What the exercise asks |
Gather every line in the records below that contains the word "ceiling", and copy each of those lines in full.

── Provided data ──

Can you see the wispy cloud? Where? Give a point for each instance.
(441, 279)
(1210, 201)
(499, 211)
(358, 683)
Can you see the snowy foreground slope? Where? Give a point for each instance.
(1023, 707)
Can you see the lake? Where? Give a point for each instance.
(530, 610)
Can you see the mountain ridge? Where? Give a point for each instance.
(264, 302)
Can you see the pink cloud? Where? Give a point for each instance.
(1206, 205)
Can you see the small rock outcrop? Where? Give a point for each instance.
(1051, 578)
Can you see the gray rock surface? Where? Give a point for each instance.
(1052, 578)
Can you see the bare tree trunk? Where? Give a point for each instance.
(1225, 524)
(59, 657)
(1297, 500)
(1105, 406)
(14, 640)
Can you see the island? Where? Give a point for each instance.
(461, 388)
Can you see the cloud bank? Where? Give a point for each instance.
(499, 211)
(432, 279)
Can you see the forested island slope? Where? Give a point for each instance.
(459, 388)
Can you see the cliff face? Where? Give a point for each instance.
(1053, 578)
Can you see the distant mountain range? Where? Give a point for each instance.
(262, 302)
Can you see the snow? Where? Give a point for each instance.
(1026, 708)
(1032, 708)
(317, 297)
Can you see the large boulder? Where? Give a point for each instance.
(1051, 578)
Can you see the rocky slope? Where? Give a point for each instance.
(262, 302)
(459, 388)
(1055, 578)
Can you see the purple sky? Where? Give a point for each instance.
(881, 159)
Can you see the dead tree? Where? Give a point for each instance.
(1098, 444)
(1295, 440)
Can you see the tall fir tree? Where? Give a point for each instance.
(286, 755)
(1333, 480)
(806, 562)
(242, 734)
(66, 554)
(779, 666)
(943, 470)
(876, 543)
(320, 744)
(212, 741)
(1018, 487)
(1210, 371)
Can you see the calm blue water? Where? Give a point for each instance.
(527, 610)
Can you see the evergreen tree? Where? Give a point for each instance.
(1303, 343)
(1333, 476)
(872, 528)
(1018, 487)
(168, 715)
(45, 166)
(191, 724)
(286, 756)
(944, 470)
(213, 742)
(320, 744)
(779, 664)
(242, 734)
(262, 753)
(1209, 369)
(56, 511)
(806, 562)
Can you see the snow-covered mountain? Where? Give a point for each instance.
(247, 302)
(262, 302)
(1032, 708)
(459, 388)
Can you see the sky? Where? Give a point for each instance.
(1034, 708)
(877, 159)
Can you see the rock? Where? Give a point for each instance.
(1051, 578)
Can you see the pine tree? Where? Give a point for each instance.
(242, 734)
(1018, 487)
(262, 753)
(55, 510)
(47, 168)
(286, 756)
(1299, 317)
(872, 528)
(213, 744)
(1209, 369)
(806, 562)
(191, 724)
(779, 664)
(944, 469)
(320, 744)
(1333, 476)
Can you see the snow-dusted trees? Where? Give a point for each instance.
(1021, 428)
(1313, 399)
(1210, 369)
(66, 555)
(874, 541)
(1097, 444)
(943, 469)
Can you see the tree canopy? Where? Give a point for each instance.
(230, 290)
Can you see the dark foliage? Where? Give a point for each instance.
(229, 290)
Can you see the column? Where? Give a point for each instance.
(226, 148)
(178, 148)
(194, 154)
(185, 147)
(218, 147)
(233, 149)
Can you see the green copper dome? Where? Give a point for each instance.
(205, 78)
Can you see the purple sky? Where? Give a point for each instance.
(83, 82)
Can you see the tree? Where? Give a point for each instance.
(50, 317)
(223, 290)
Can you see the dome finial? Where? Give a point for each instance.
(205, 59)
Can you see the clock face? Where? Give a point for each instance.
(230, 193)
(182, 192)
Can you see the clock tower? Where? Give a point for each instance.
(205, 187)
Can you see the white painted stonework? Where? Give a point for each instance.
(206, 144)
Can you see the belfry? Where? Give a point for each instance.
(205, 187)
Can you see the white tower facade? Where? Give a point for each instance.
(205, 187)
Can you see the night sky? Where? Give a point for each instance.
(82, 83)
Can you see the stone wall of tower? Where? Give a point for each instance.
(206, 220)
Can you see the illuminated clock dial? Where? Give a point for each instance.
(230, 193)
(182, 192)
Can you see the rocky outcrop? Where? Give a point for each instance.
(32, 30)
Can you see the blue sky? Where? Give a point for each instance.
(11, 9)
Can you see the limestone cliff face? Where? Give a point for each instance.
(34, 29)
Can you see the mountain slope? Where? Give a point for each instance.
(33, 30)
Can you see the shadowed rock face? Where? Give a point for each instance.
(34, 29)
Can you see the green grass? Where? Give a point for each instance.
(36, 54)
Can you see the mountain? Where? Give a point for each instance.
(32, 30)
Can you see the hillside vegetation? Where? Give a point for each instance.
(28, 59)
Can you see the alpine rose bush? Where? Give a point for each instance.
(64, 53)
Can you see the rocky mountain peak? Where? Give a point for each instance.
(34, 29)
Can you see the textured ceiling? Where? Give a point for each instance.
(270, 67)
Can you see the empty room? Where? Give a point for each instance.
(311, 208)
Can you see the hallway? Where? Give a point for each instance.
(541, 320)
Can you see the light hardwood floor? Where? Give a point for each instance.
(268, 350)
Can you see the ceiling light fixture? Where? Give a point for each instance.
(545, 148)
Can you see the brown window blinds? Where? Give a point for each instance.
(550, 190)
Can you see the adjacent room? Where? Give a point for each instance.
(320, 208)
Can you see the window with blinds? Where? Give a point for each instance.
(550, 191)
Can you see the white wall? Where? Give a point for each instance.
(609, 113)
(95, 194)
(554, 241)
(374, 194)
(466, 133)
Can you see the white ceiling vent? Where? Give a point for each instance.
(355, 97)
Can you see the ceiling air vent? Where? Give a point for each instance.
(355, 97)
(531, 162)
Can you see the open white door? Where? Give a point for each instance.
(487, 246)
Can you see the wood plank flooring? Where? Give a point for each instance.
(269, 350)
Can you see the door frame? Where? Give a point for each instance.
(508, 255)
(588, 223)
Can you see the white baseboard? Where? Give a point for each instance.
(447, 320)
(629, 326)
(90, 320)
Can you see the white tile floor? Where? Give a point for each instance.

───
── Provided data ──

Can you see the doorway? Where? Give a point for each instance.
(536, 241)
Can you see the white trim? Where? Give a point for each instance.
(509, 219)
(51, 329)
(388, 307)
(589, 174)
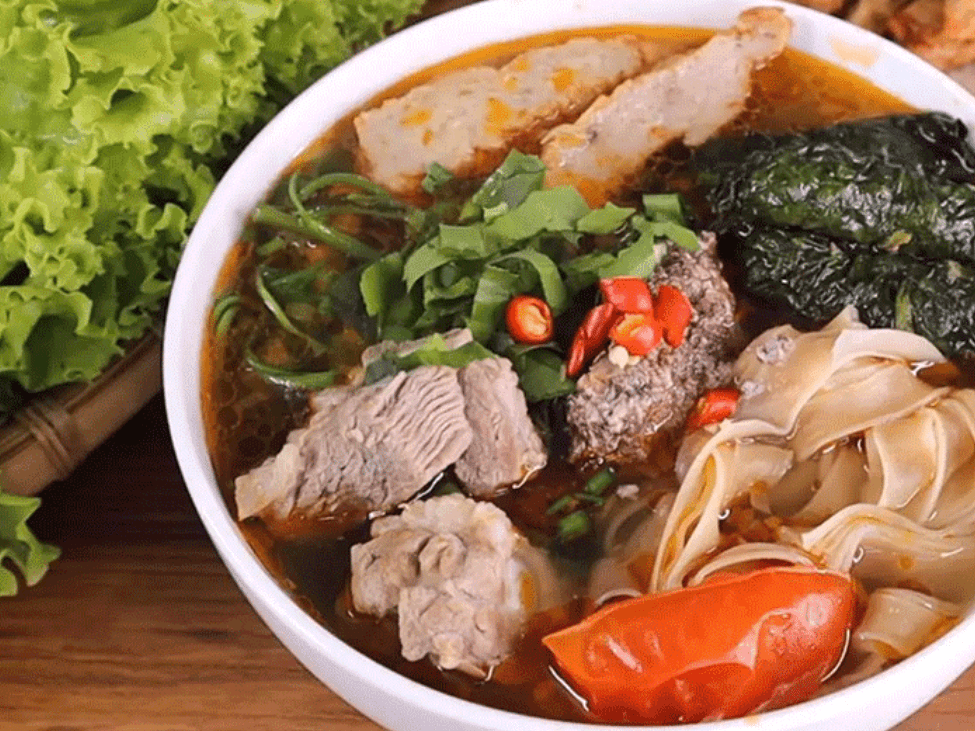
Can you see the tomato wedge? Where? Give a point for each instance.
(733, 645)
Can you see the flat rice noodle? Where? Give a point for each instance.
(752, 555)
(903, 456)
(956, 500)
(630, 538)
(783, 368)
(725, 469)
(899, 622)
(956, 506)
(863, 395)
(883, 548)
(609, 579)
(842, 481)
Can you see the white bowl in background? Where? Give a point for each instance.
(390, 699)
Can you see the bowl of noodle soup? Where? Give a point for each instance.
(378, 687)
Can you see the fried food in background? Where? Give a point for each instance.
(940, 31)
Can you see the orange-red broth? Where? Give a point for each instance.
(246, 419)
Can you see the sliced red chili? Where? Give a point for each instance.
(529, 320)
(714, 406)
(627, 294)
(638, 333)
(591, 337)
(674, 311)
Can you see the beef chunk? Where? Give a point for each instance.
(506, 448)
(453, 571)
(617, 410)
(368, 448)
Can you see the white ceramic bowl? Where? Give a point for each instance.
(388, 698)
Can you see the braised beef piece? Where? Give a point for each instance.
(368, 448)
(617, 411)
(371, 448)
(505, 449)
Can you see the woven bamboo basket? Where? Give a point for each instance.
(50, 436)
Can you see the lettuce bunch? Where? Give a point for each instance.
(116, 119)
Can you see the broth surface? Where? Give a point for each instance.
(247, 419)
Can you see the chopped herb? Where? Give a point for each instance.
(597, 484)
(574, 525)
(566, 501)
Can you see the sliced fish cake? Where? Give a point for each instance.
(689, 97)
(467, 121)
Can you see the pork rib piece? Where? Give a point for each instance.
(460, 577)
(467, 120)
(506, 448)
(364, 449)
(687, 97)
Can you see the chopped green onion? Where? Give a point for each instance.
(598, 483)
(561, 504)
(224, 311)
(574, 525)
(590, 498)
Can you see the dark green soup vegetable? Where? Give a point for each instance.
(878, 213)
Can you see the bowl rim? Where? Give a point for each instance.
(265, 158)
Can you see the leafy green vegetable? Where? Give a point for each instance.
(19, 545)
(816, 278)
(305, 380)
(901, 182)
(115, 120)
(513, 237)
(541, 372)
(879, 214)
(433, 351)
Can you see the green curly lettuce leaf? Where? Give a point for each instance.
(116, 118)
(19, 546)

───
── Provided data ──

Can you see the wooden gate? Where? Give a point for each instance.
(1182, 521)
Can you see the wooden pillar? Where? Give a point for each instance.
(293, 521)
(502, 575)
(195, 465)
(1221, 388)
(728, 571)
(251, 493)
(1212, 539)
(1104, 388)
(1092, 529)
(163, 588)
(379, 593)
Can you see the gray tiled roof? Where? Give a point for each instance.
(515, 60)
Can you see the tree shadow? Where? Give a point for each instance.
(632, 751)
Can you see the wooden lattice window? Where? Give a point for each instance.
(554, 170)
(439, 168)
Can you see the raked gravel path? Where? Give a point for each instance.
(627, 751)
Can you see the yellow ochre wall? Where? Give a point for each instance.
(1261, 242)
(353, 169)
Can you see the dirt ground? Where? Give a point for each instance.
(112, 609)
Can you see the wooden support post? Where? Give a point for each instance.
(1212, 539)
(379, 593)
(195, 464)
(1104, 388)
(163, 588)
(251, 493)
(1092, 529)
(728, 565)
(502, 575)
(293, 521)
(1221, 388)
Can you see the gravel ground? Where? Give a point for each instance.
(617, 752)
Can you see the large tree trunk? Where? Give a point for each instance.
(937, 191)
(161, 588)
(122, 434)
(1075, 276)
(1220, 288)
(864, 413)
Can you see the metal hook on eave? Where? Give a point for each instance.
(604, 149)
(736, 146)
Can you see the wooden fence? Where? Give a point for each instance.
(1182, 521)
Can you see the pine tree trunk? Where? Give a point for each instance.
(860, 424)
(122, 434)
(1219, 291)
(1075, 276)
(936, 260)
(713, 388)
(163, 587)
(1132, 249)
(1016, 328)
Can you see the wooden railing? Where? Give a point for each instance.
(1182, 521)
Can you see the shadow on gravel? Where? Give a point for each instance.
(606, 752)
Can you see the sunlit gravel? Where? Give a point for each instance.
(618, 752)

───

Answer to the exercise |
Can you see the textured ceiling? Where? Give a point for each instance.
Can you see the ceiling light fixture? Where? Give a point for each instance.
Can you see the white ceiling vent? Where? Give a point for each instance.
Can you see the ceiling air vent? Where? Give a point for each instance.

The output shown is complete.